Fix lookup of separate debug file on MS-Windows

Message ID 835zr68kiw.fsf@gnu.org
State New, archived
Headers

Commit Message

Eli Zaretskii April 22, 2019, 9:19 a.m. UTC
  > From: Simon Marchi <simark@simark.ca>
> Date: Sun, 21 Apr 2019 08:55:07 -0400
> 
> On 2019-04-21 8:05 a.m., Eli Zaretskii wrote:
> > Ping!
> > 
> > Would people please voice their opinions regarding preservation of the
> > drive letter (and removing the colon) vs just dropping the drive
> > letter altogether?  I'd like to fix this issue for the upcoming
> > release of GDB 8.3.
> 
> I first read your patch (which initiated this thread), and my first reaction was
> also to be surprised that we would lose the drive letter.  The risk of clash
> is low, but why take that risk at all when it's easy enough to keep the drive letter
> and just strip the colon?

OK, so how about the patch below?

> I don't know the complete history of this, so if you know about distributions that
> place debug files in a path without the drive letter (what your patch implements),
> then I would be fine if GDB looked in both places, starting with the path including
> the drive letter.

I'm not aware of any Windows distributions that put debug info in the
directory suggested by my previous patch.  So I think we can safely
use just the /X/ subdirectory method.
  

Comments

Eli Zaretskii April 27, 2019, 10:56 a.m. UTC | #1
Ping!  OK to commit the below to both branches?

> Date: Mon, 22 Apr 2019 12:19:19 +0300
> From: Eli Zaretskii <eliz@gnu.org>
> CC: gdb-patches@sourceware.org
> 
> > From: Simon Marchi <simark@simark.ca>
> > Date: Sun, 21 Apr 2019 08:55:07 -0400
> > 
> > On 2019-04-21 8:05 a.m., Eli Zaretskii wrote:
> > > Ping!
> > > 
> > > Would people please voice their opinions regarding preservation of the
> > > drive letter (and removing the colon) vs just dropping the drive
> > > letter altogether?  I'd like to fix this issue for the upcoming
> > > release of GDB 8.3.
> > 
> > I first read your patch (which initiated this thread), and my first reaction was
> > also to be surprised that we would lose the drive letter.  The risk of clash
> > is low, but why take that risk at all when it's easy enough to keep the drive letter
> > and just strip the colon?
> 
> OK, so how about the patch below?

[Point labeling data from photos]
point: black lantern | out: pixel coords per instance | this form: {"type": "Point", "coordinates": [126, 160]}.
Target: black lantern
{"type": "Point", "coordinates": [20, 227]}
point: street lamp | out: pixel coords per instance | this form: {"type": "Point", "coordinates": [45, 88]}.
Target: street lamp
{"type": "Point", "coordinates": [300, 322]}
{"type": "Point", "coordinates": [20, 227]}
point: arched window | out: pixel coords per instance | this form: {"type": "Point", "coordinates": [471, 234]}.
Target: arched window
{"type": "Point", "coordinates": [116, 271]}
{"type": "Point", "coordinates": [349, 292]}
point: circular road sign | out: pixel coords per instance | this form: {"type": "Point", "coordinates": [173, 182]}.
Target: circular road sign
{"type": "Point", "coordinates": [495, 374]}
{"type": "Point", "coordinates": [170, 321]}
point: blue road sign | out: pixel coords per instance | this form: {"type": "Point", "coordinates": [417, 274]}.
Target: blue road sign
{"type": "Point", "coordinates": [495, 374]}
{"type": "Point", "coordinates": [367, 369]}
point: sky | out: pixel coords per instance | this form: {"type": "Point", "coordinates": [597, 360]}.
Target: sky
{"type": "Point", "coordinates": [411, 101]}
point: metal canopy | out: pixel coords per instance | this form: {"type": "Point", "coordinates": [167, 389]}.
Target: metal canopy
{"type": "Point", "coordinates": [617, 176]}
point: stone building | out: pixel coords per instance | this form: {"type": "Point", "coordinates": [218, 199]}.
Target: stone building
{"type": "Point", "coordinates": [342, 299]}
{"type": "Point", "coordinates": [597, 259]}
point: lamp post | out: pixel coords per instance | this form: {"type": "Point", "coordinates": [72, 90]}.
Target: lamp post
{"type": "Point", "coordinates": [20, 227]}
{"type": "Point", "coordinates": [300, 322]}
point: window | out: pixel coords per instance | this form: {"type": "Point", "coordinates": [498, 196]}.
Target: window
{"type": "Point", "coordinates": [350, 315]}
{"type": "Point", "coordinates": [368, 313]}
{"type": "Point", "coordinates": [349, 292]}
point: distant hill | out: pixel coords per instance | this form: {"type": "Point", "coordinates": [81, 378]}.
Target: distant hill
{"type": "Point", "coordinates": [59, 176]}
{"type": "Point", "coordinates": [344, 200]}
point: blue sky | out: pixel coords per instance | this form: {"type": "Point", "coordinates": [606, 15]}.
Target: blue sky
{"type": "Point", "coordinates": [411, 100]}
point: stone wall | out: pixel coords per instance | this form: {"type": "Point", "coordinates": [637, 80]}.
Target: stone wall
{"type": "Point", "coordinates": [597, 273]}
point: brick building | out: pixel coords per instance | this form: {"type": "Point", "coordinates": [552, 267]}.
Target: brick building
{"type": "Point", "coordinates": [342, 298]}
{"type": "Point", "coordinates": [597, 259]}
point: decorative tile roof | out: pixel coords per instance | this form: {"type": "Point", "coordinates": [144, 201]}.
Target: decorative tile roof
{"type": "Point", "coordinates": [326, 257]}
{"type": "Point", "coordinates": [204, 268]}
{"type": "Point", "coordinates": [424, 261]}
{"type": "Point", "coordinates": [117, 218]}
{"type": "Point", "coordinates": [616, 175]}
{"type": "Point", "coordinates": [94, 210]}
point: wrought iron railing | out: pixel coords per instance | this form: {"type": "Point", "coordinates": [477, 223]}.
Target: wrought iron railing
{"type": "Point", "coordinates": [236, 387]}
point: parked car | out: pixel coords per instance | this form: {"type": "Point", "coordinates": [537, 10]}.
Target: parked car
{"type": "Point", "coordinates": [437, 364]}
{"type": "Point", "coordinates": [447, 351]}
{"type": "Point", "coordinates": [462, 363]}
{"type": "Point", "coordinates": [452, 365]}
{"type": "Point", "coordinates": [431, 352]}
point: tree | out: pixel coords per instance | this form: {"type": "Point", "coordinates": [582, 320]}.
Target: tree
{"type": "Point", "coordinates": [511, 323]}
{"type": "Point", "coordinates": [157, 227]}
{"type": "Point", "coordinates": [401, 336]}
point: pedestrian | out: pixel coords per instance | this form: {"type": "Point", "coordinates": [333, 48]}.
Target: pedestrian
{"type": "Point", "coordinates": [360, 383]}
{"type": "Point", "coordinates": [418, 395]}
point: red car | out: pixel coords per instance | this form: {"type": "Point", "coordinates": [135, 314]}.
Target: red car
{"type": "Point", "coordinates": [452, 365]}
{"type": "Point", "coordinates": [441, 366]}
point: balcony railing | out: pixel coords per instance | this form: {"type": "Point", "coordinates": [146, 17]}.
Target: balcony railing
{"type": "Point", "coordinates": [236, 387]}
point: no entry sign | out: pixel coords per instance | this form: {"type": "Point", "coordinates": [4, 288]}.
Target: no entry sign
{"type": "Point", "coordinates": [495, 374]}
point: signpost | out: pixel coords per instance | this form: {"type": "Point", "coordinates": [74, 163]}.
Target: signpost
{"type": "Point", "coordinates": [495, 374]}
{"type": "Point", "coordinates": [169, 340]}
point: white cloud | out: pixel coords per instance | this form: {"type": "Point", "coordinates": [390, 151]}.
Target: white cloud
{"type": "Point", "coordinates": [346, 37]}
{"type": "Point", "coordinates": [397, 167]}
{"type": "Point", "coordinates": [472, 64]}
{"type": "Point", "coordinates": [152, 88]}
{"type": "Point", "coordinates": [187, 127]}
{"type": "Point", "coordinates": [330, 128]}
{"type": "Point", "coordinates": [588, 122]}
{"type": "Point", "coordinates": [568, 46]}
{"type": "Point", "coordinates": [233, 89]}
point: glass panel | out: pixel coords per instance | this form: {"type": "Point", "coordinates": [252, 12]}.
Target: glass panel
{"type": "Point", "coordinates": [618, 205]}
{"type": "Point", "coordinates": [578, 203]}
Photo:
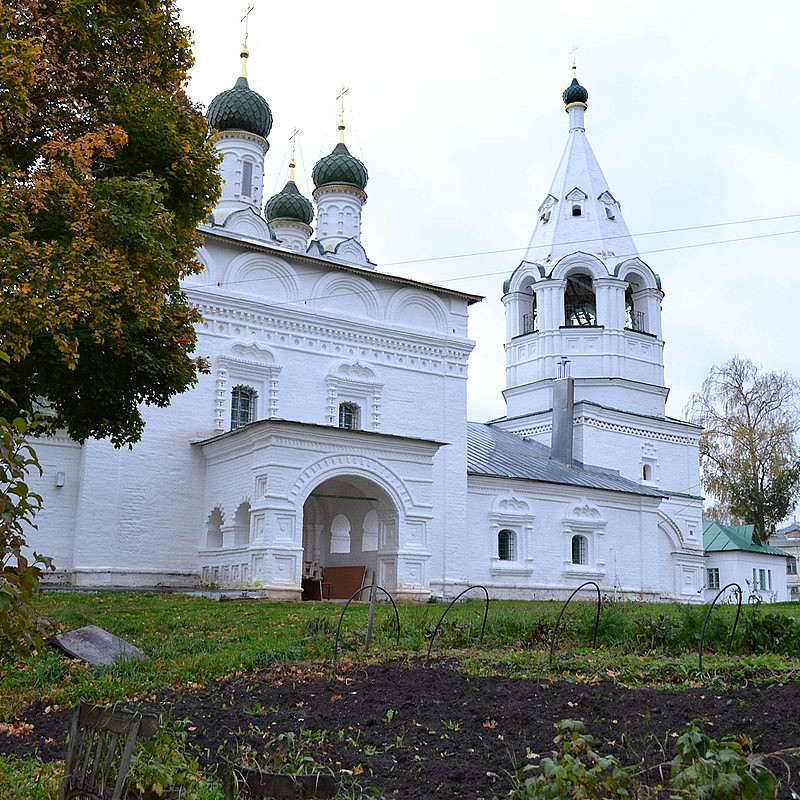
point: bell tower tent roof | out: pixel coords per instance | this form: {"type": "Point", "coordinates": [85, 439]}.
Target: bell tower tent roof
{"type": "Point", "coordinates": [579, 212]}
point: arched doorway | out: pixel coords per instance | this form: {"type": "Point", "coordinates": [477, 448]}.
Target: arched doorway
{"type": "Point", "coordinates": [350, 529]}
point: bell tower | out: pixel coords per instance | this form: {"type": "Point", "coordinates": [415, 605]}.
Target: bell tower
{"type": "Point", "coordinates": [582, 293]}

* **Goal**
Translate this sentence from the debug-file thread into Spanish: "I'm not aware of any Windows distributions that put debug info in the directory suggested by my previous patch."

* **Expected answer**
No conozco ninguna distribución de Windows que coloque la información de depuración en el directorio sugerido por mi parche anterior.